### [WHAT YOU SHOULD DO]
Rewrite the listing, starting at the line containing "Can you find the open" and ending at the line containing "x=598, y=828", keeping every request line unchanged. Scale each x and y coordinate in the answers by 0.75, rounding to whole numbers with halves rounded up.

[Point annotation records]
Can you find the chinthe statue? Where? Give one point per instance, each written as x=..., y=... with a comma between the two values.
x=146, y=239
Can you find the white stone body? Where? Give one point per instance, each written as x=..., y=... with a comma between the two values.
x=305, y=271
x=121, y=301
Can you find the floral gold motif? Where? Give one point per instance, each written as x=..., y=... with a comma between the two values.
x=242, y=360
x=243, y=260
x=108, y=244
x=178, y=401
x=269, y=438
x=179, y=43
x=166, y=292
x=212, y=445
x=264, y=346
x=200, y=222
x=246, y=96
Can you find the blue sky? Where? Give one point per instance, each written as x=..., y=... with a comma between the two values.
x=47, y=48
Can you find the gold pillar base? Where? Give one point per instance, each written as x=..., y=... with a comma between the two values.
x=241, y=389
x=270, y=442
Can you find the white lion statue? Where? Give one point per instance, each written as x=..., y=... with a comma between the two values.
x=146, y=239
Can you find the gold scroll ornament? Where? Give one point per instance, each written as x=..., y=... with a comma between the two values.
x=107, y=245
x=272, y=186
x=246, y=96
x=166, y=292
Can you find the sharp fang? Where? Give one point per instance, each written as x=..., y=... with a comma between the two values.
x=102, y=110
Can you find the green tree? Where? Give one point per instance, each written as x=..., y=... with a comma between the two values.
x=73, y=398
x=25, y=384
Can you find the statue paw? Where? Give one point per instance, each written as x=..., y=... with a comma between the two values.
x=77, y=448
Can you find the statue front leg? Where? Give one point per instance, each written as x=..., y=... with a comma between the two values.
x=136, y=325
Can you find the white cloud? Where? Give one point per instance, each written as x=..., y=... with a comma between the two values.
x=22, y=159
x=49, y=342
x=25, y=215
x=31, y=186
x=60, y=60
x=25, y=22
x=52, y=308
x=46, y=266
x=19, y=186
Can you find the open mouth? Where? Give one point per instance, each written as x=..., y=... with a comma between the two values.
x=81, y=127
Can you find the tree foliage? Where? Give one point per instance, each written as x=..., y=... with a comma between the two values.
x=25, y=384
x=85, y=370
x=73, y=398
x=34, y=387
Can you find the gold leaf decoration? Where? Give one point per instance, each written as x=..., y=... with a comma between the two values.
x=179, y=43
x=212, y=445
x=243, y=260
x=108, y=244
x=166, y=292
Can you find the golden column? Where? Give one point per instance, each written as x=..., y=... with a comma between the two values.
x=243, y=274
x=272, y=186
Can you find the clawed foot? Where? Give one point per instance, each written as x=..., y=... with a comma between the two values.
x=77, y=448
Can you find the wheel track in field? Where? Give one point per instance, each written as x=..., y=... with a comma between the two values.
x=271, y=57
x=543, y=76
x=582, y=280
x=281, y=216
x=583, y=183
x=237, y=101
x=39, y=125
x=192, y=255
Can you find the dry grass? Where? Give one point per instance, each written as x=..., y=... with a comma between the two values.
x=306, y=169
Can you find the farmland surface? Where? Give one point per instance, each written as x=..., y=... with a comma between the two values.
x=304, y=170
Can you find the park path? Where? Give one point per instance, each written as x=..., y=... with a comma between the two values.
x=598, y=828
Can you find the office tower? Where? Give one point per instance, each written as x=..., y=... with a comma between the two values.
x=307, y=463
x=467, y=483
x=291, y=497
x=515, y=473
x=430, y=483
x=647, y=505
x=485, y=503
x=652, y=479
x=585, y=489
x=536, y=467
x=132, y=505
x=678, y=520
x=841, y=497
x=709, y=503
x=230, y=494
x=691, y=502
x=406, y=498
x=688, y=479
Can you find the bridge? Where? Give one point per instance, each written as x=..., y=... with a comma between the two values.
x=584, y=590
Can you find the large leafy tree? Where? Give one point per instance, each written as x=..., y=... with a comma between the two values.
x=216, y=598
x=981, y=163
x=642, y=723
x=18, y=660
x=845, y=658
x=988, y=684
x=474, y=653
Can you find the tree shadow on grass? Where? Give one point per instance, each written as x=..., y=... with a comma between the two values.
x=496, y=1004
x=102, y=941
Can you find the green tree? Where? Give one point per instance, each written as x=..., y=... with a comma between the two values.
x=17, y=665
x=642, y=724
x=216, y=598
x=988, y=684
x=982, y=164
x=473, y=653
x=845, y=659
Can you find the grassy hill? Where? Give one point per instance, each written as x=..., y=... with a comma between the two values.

### [OUTPUT FOR THIS EXERCISE]
Can you find the open mouth? Where? Give one point per instance, each written as x=..., y=... with a comma between the two values.
x=61, y=95
Can you find the tree foliage? Where? Give one point per instance, each written as x=..., y=... with a comma between the two values.
x=19, y=288
x=64, y=278
x=55, y=299
x=26, y=290
Can you find the gold leaf decoration? Where? Give one point per instance, each written as x=..., y=... with a comma between the two values.
x=134, y=32
x=159, y=334
x=182, y=195
x=81, y=183
x=125, y=219
Can you find the golden column? Where? Give one point per instance, each written as x=..., y=... with a comma between the two values.
x=182, y=206
x=204, y=140
Can you find the clawed foot? Where? Give one point per instance, each written as x=..., y=... with a comma between the two values.
x=58, y=336
Can you find the wheel track in field? Where? Give one point per instance, each written as x=..., y=... with a comma between the two values.
x=203, y=43
x=407, y=57
x=437, y=210
x=211, y=162
x=437, y=137
x=178, y=76
x=29, y=94
x=144, y=191
Can you find the dry grass? Where? Give one point per instance, each written as x=..., y=... with a comma between the two values.
x=230, y=127
Can you find the farmland surface? Where? Give one point per instance, each written as x=..., y=... with a comma between the two values.
x=228, y=128
Can you find the park path? Where? Give one point per instance, each written as x=..., y=... with a comma between the two values.
x=449, y=621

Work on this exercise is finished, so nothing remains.